_Set exercise A:_ In the Guantanamo article, rewrite the part that opens with the words containing "The move is" and closes with "Iraq and Afghanistan.", swapping "political minefield" for "political trap".
_Set exercise B:_ According to the Guantanamo article, how many detainees did Defense Secretary Robert M. Gates say would end up in U.S. facilities?

_Text excerpt:_

Senate Democrats seek to counter lawmakers' concerns about moving terrorism suspects and other detainees to U.S. facilities after the military prison is shut.

May 14, 2009|Associated Press

WASHINGTON — A bill by Senate Democrats would fund the closure of the prison at Guantanamo Bay, Cuba, but it would block the transfer of any of the detainees to the United States.

The move is aimed at sidestepping a political minefield that President Obama has confronted in his promise to close the military prison during his first year in office. Lawmakers of both parties have bristled at the notion of bringing Guantanamo terrorism suspects to detention facilities in the United States.

The development comes as the full House and a key Senate panel are poised to advance Obama's $85-billion request for military and diplomatic efforts in Iraq and Afghanistan.

The request for $50 million to close the Guantanamo prison and transfer its detainees elsewhere has occupied many lawmakers -- especially Republicans -- even as others in Congress voice growing worries about the chances of defeating Al Qaeda and the Taliban militants in Afghanistan and Pakistan.

The administration has yet to produce a plan for dealing with the approximately 240 Guantanamo detainees, but Defense Secretary Robert M. Gates has said that between 50 and 100 would end up in U.S. facilities.

The $96.7-billion measure headed for a House vote today contains no funds to transfer the Guantanamo detainees, though the Pentagon retains the ability to seek informal approval to move funds from other accounts.

But Senate Appropriations Committee Chairman Daniel K. Inouye (D-Hawaii) on Wednesday circulated an approximately $91.5-billion measure that includes $50 million to shutter the Guantanamo facility and move its prisoners -- with the proviso that they can't be sent to the United States. The Senate bill appears to favor paying foreign governments to accept the prisoners.

House Democratic leaders weighed in with a plan that would block any release of Guantanamo detainees within the United States but that would allow them to be shipped to the U.S. to stand trial or to serve their sentences.

Pointing dataset excerpts
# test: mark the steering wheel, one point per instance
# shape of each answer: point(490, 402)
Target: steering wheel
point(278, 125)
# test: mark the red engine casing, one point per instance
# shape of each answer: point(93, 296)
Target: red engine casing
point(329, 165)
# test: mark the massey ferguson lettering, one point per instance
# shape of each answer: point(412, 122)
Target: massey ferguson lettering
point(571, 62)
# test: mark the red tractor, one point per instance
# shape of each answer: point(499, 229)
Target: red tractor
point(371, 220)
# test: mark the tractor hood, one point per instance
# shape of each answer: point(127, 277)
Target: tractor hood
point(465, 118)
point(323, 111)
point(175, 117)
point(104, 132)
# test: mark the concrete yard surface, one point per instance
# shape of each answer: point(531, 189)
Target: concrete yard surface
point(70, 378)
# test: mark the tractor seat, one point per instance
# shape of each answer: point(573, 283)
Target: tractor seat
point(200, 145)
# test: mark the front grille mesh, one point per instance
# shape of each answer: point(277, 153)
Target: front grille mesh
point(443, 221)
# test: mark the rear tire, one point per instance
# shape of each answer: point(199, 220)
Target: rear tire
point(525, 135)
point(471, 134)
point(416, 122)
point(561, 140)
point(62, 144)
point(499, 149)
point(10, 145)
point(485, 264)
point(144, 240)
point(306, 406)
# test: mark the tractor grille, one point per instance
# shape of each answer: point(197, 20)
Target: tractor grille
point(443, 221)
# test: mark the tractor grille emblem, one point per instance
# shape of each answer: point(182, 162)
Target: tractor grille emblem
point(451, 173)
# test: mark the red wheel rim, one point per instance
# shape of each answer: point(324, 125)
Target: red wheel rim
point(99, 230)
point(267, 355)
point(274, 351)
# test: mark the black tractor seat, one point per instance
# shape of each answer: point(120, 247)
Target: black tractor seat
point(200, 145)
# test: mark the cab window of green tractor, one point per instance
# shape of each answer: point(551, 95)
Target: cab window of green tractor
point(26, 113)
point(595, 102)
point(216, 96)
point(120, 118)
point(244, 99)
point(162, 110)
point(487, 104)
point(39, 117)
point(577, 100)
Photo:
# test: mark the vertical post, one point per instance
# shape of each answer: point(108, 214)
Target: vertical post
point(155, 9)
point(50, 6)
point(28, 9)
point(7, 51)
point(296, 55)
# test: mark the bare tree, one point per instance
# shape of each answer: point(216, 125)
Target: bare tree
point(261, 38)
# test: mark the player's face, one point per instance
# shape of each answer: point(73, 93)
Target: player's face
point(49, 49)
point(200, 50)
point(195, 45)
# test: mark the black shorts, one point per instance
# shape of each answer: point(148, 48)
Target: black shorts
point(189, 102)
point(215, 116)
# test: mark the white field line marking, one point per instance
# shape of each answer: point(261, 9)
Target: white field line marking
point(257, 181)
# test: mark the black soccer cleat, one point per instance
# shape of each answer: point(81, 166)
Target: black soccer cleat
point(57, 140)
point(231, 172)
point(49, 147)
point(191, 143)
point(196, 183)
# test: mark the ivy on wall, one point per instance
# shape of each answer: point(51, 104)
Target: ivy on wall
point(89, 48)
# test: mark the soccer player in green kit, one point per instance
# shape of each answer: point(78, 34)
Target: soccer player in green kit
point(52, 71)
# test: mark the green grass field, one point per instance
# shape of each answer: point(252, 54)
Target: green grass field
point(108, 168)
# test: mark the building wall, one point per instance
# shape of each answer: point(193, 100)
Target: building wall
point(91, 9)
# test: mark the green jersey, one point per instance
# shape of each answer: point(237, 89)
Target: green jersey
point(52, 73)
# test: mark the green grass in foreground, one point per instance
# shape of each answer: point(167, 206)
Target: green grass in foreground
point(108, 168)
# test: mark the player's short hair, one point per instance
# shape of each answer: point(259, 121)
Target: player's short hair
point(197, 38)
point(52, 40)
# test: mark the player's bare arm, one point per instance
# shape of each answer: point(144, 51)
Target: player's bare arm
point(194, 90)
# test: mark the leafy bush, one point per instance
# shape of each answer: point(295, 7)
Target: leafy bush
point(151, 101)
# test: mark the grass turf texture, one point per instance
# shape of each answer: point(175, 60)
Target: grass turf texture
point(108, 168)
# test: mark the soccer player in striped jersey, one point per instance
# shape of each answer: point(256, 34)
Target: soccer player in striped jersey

_Response A:_
The move is aimed at sidestepping a political trap that President Obama has confronted in his promise to close the military prison during his first year in office. Lawmakers of both parties have bristled at the notion of bringing Guantanamo terrorism suspects to detention facilities in the United States.

The development comes as the full House and a key Senate panel are poised to advance Obama's $85-billion request for military and diplomatic efforts in Iraq and Afghanistan.

_Response B:_ Between 50 and 100.